TASK DATA
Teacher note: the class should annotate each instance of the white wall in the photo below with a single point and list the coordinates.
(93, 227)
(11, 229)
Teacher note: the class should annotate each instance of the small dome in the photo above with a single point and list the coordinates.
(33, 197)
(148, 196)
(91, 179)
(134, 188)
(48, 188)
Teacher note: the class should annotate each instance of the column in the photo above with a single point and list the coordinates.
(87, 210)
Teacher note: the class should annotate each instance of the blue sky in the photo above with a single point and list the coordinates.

WHAT YOU ARE ASKED TO DO
Please repeat all of the items above word for word, line by line.

EXERCISE RESPONSE
Teacher note: the class should annotate each instance of the white wall in the photo below with a single point and list the coordinates.
(93, 227)
(11, 229)
Teacher note: the class should annotate each instance of the small dome in the photo above with a single point and list the coordinates.
(33, 197)
(148, 196)
(91, 179)
(134, 188)
(48, 188)
Teacher note: the class should annotate each instance of the column in the photo above with a single point and list the coordinates.
(87, 210)
Teacher note: the class should annotate each instance of the blue sky in the photo above with a single point and list the coordinates.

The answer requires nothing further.